**** The input

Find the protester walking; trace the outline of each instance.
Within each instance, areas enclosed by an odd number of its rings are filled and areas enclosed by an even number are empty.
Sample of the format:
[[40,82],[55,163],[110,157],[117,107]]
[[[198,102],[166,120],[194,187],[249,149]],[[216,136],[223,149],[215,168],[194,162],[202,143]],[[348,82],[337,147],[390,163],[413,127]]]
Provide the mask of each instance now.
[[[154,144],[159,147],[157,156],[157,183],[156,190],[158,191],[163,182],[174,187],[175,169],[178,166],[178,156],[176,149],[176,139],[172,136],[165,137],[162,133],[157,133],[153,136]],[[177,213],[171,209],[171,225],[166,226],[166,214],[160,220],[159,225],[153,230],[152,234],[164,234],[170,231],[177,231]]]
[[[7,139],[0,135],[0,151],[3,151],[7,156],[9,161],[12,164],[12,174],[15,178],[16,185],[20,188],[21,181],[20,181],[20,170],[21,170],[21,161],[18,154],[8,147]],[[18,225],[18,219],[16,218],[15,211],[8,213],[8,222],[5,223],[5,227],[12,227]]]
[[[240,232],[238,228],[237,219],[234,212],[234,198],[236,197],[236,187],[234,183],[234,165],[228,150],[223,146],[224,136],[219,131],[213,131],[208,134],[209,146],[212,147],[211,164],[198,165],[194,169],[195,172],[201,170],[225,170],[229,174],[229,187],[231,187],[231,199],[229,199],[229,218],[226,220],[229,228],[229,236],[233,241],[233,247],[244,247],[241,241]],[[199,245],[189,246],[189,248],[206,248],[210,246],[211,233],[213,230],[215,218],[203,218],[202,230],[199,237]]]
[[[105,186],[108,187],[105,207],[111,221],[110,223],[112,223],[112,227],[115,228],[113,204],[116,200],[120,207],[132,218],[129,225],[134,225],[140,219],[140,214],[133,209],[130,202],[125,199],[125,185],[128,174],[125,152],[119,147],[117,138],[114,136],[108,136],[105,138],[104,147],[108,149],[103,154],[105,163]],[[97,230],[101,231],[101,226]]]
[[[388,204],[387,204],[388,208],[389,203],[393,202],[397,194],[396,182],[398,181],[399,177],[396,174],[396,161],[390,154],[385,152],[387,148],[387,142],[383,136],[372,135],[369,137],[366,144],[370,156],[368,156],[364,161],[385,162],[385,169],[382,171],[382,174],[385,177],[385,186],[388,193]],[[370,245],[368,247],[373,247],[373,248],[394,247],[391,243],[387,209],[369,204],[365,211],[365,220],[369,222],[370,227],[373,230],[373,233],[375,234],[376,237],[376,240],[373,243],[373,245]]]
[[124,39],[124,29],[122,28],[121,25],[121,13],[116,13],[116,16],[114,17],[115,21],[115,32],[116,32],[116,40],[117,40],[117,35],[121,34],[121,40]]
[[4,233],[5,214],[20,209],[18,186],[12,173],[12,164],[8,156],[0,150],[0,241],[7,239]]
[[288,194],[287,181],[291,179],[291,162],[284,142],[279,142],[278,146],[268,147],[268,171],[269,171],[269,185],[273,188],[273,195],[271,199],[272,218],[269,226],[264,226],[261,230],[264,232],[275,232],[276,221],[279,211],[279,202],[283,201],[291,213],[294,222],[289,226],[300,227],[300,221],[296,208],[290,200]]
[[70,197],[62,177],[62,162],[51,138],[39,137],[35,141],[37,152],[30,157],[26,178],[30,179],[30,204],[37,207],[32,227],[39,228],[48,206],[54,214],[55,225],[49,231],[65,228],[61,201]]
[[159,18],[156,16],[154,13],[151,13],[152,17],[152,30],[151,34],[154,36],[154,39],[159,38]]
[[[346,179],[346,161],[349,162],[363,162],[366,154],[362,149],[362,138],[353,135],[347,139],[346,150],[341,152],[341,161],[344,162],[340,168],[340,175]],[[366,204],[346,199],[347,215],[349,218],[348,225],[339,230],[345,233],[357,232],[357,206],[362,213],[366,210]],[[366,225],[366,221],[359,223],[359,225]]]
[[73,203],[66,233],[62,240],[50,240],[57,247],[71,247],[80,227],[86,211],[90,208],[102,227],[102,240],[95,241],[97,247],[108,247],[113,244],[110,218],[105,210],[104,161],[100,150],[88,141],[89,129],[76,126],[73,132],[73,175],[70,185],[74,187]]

********

Reproduce every line of the records above verbatim, without altering, omitting, or reordering anything.

Find the protester walking; trace the outline of each instance.
Within each instance, areas enclosed by an odd number of its rings are filled and areas enclosed by an even number are empty.
Sample of the format:
[[40,82],[55,163],[110,157],[117,107]]
[[[198,102],[166,120],[194,187],[249,149]],[[216,136],[223,149],[215,168],[194,162],[202,143]],[[348,82],[337,147],[390,163],[413,127]]]
Provide the mask of each instance now.
[[[154,144],[159,147],[157,156],[157,183],[156,190],[158,191],[163,182],[174,187],[175,169],[178,166],[178,156],[176,149],[176,139],[172,136],[165,137],[162,133],[157,133],[153,136]],[[177,213],[171,209],[171,225],[166,226],[166,214],[160,220],[159,225],[153,230],[152,234],[164,234],[170,231],[177,231]]]
[[[7,139],[0,135],[0,151],[3,151],[7,156],[9,161],[12,164],[12,174],[15,178],[16,185],[20,188],[21,181],[20,181],[20,170],[21,170],[21,161],[18,154],[8,147]],[[18,225],[18,219],[16,218],[15,211],[8,213],[8,222],[5,223],[5,227],[12,227]]]
[[[240,232],[238,228],[237,219],[234,212],[234,198],[236,197],[236,187],[234,183],[234,165],[228,150],[223,146],[224,136],[219,131],[213,131],[208,134],[209,146],[212,147],[211,164],[198,165],[194,169],[195,172],[201,170],[225,170],[229,174],[229,187],[231,187],[231,199],[229,199],[229,218],[226,220],[229,228],[229,236],[233,241],[233,247],[244,247],[241,241]],[[199,245],[189,246],[189,248],[206,248],[210,246],[211,233],[213,230],[215,218],[203,218],[202,230],[199,237]]]
[[[105,186],[108,187],[105,207],[111,221],[110,223],[112,223],[112,227],[115,228],[113,204],[116,200],[120,207],[132,218],[129,225],[134,225],[140,219],[140,214],[133,209],[130,202],[125,199],[125,185],[128,174],[125,152],[119,147],[117,138],[114,136],[108,136],[105,138],[104,147],[108,149],[103,154],[105,163]],[[97,230],[101,231],[101,226]]]
[[[388,204],[387,204],[388,208],[389,203],[393,202],[397,194],[396,182],[398,181],[399,177],[396,174],[396,161],[390,154],[385,152],[387,148],[387,142],[383,136],[372,135],[369,137],[366,144],[370,156],[368,156],[364,161],[385,162],[385,169],[382,171],[382,174],[385,177],[385,186],[388,193]],[[370,245],[368,247],[373,247],[373,248],[394,247],[391,243],[387,209],[369,204],[365,211],[365,220],[369,222],[370,227],[373,230],[373,233],[375,234],[376,237],[376,240],[373,243],[373,245]]]
[[124,39],[124,29],[122,28],[121,25],[121,13],[116,13],[116,16],[114,17],[115,21],[115,32],[116,32],[116,40],[117,40],[117,35],[121,34],[121,40]]
[[4,233],[5,214],[20,209],[18,186],[12,173],[12,164],[8,156],[0,150],[0,241],[7,239]]
[[288,194],[287,181],[291,179],[291,162],[284,142],[279,142],[278,146],[268,147],[268,171],[269,171],[269,185],[273,188],[273,195],[271,199],[272,218],[269,226],[264,226],[261,230],[264,232],[275,232],[276,221],[279,211],[279,202],[283,201],[291,213],[294,222],[289,226],[300,227],[300,221],[296,208],[290,200]]
[[70,197],[62,177],[62,162],[51,138],[39,137],[35,141],[37,152],[30,157],[26,178],[30,179],[30,204],[37,207],[32,227],[39,228],[48,206],[54,214],[55,225],[49,231],[65,228],[61,201]]
[[159,18],[156,16],[154,13],[151,13],[152,17],[152,30],[151,34],[154,36],[154,39],[159,38]]
[[[346,179],[346,161],[349,162],[363,162],[366,154],[362,149],[362,138],[353,135],[347,139],[346,150],[341,152],[341,161],[344,162],[340,168],[340,175]],[[366,204],[346,199],[347,215],[349,218],[348,225],[339,230],[345,233],[357,232],[357,206],[362,213],[366,210]],[[366,225],[366,221],[359,223],[359,225]]]
[[73,203],[66,233],[62,240],[50,240],[57,247],[71,247],[80,227],[86,211],[90,208],[102,227],[102,240],[95,241],[97,247],[108,247],[113,244],[110,218],[105,210],[104,161],[100,150],[88,141],[89,129],[76,126],[73,132],[73,175],[70,185],[74,187]]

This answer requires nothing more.